--- start of QUOTED TEXT ---

The days of Dublin as a provincial backwater, a city that drove the likes of James Joyce, Samuel Beckett and Francis Bacon to realise their creative genius in Paris and London, are long since gone; this is now the booming cosmopolitan capital of a country so prosperous and polyglot that, according to one conjecture, more Chinese is spoken in its streets than Gaelic.

 
When Francis Bacon, possibly the greatest Western figurative painter of the late 20th century died in 1992, he had already decided to leave his incredibly messy studio in London "" itself a work of art "" as a living memorial to the city of his birth.

 
It can now be seen, behind plate glass, in the municipal gallery together with a database of its precise contents.

 
Ditto the great Anglo-Irish art collector Hugh Lane, who in the end left his treasures of Impressionist and modern art, much to the annoyance of the British and French, to Ireland.

 
Lane was a nephew of Lady Gregory, collaborator and founder, along with William Butler Yeats and John Millington Synge of the famous Abbey Theatre, and that may have been a reason.

 
But the Irish temperament is wedded to ideas of romance and revolution; it is entirely fitting that its famous sons and daughters should feature so prominently in the Irish renewal.

 
You walk into smoky Dublin pubs like O'Donoghue's and O'Reillys, and there they all are, in fading black and white snapshots, from Seamus Heaney and Edna O'Brien to Pierce Brosnan, stuck behind the bar.

 
Satiric, poetic and talkative, the Irish are best encountered in their pubs. It isn't long before someone will pull out a flute or a guitar and it is usually very long before they go home.

 
"So what did you do last night ?" I asked a friend one morning. "We kept the waiters from a good night's sleep," she replied sadly.

 
With a population of 3.9 million, say, a quarter of that of Delhi, and an area of 27,000 sq. km, the Republic of Ireland (excluding, of course, the six Protestant-dominated counties of northern Ireland) is now one of the richest places in Europe.

--- end of QUOTED TEXT ---

WHAT THIS EXERCISE ASKS →
• a. In the Dublin piece, substitute "sleepy outpost" for "provincial backwater" and write out the stretch from "The days of" through "streets than Gaelic.".
• b. Why does the Dublin piece call it entirely fitting that Ireland's famous sons and daughters feature so prominently in the Irish renewal?
• c. Extend the Dublin piece with a paragraph or two that pick up after its final sentence.

--- start of EXTRACTED MATERIAL ---

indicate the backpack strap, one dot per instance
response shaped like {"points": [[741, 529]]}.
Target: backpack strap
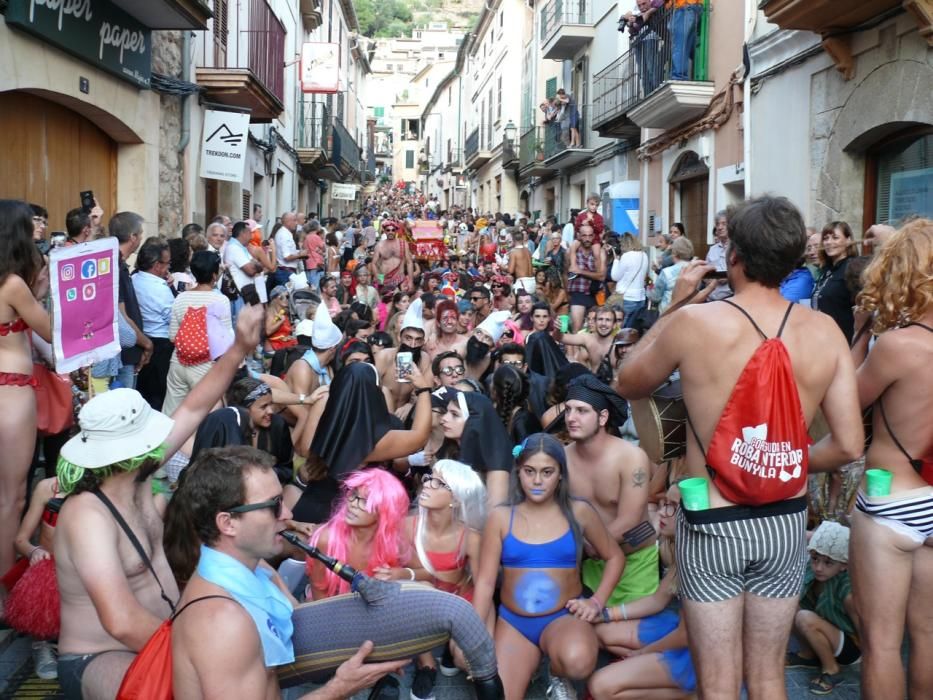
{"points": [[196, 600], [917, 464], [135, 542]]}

--- end of EXTRACTED MATERIAL ---
--- start of EXTRACTED MATERIAL ---

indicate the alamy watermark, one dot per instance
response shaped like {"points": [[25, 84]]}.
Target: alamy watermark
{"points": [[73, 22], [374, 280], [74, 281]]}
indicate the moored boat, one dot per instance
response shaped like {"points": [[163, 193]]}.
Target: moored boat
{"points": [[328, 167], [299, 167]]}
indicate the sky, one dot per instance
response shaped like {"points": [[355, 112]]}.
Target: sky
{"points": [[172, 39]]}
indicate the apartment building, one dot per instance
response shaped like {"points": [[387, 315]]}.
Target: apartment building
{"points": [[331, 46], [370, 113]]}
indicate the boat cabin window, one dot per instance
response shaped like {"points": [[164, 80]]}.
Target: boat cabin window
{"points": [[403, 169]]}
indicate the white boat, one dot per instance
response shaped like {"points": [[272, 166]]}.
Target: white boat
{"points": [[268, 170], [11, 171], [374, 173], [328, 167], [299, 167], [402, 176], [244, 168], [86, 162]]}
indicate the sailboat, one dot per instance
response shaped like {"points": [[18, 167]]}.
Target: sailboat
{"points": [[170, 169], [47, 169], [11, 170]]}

--- end of EXTRACTED MATERIAL ---

ANSWERS →
• a.
The days of Dublin as a sleepy outpost, a city that drove the likes of James Joyce, Samuel Beckett and Francis Bacon to realise their creative genius in Paris and London, are long since gone; this is now the booming cosmopolitan capital of a country so prosperous and polyglot that, according to one conjecture, more Chinese is spoken in its streets than Gaelic.

• b. It is fitting because the Irish temperament is wedded to ideas of romance and revolution.

• c.
 
The dark days of the potato famines of the 1840s"" that left one million dead "" and the waves of migration that continued until well into the early 1980s are now lost to the mists of history.

 
Driving out to the Atlantic coastline through places like Sligo and Galway and Connemara, the lyricism of the countryside goes hand in hand with memories of hardship and suffering.

 
Not so long ago this was a comparatively undeveloped part of Europe, shadowed by religious orthodoxy and terrorist violence.

 
But just this year, an Irish friend proudly told me, as we winded our way through sparkling villages, bustling with Thai and tandoori takeaways, and prosperous farms and bungalows smothered in roses, more independent houses were built in Ireland than in all of England, which has 50 times a bigger population. How did the Irish get there that fast ?

 
One interesting answer is investment in education. Per capita public expenditure in education is among the highest in the Western world, more than 13 per cent as compared to an average of 10 per cent in the European Union and 9 per cent in America.

 
Ireland has a million students in fulltime education and 65 per cent of students will go on to get a university degree. The emphasis isn't on numbers but on quality.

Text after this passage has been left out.